**DOCUMENT PASSAGE:**
If you've ever wondered how Disney keeps its parks so clean, it's their state-of-the-art Automated Vacuum Assisted Collection System. "There's a 'tunnel' underneath (it's actually the first floor, the second and third floors are what you see in the park) and the AVACS is a series of tubes that connects all of the restaurants to the main dump that's behind Splash Mountain. The trash is whisked away under the park so the guests don't have to see it or smell it. It's pretty cool," says one Disney insider.
Full-costume characters can't talk—ever.
If Goofy won't tell you how to get to Splash Mountain, he's not just being rude. Many costumed characters are required to stay silent in front of guests. "We are NOT ALLOWED TO EVER TALK IN COSTUME IN FRONT OF GUESTS. EVER. Backstage however, anything goes," says one former Goofy.
Disney jail is real.
Those rumors about Disney jail are true. However, don't count on Mickey bringing you your meals or enjoying a Disney princess bed to rest your head on. "They have a holding place," says one former Disney World employee. "And on Disney property there is a police station."
There is a character hierarchy.
If you're playing one of the '90s Disney princess characters, don't be surprised if newer cast members don't want to sit with you. "Some of the break rooms are like the high school cafeteria where the 'cool' princesses (Elsa and Anna) sit on one side and make eyes at the 'old' characters (Snow and Poppins). It's really childish," says one former cast member. "Other face performers think they're on Broadway and demand respect and they hate not getting it." If you're not getting the respect you deserve at work, outsmarting your bully boss can help.
People always try to sneak their kids on rides.
If you have to make the not-so-difficult choice between sitting out a ride with your baby or bringing them on board, sit it out every time. Unfortunately, may Disney guests don't understand why trying to smuggle an infant onto rides is such a big deal.
"This couple were trying to ride Space Mountain, and had a black duffel bag. [A crew member] heard something come from the bag, so he asked them to open it. They refused. Security comes, forces them to open it. It was their 6-month-old baby," says one Redditor. Multiple former employees report guests trying to do the same.
Cast member friends and family don't always go for free.

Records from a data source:
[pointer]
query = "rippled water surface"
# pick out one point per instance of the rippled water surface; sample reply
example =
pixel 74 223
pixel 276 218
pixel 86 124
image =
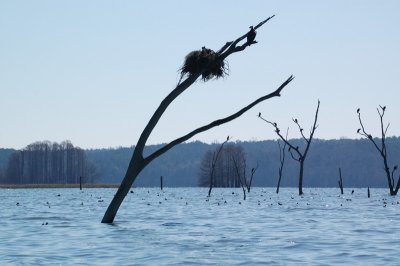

**REQUIRED ACTION 1:** In the passage about Disney parks, switch "break rooms" to "lunchrooms" and write out the part that begins at the words "Those rumors about" and stops after "boss can help.".
**REQUIRED ACTION 2:** Write a continuation of the passage about Disney park employees that picks up after its last sentence.

**EXPECTED ANSWER 1:**
Those rumors about Disney jail are true. However, don't count on Mickey bringing you your meals or enjoying a Disney princess bed to rest your head on. "They have a holding place," says one former Disney World employee. "And on Disney property there is a police station."
There is a character hierarchy.
If you're playing one of the '90s Disney princess characters, don't be surprised if newer cast members don't want to sit with you. "Some of the lunchrooms are like the high school cafeteria where the 'cool' princesses (Elsa and Anna) sit on one side and make eyes at the 'old' characters (Snow and Poppins). It's really childish," says one former cast member. "Other face performers think they're on Broadway and demand respect and they hate not getting it." If you're not getting the respect you deserve at work, outsmarting your bully boss can help.

**EXPECTED ANSWER 2:**
Although cast members can get into Disney parks whenever they want for free, their discount doesn't extend to their friends and family. "It used to be that we could get [anyone] into the parks whenever we wanted, but that changed," says one former Disney performer. However, they do occasionally get a free ride. "Now it's only on certain days for certain parks."
Dangerous situations do occur.
While Disney does their best to keep everyone in their parks as safe as possible, there are still serious security threats that do take place. During a particularly crowded holiday weekend, one former employee recounts complete madness: "One guest freaked out and pulled out something sharp and started stabbing guests to get out. I had to bring a stabbed guest back to her hotel to get her ID so she could go to the hospital."
The Tree of Life at the Animal Kingdom was built over an oil rig.
The man-made tree was built over a retrofitted 14-story oil rig. The 145-foot creation is covered with more than 100,000 leaves that are each more than a foot long. The tree's trunk is made of concrete, not wood.
You can't buy gum at Disney World.
In order to protect the park from unsightly globs of gum, Disney World stopped selling the stuff. It isn't banned, but if guests want a piece, they'll have to bring their own.
There are strategically designed barriers for the animals on the Kilimanjaro Safari.
The 18-minute safari ride in Animal Kingdom allows visitors the chance to get up close and personal with animals that are seemingly roaming free. But have no fear, these creatures can't run up and get you—or each other. Barriers such as water features and moats are added to the reserve to keep the animals in specific areas.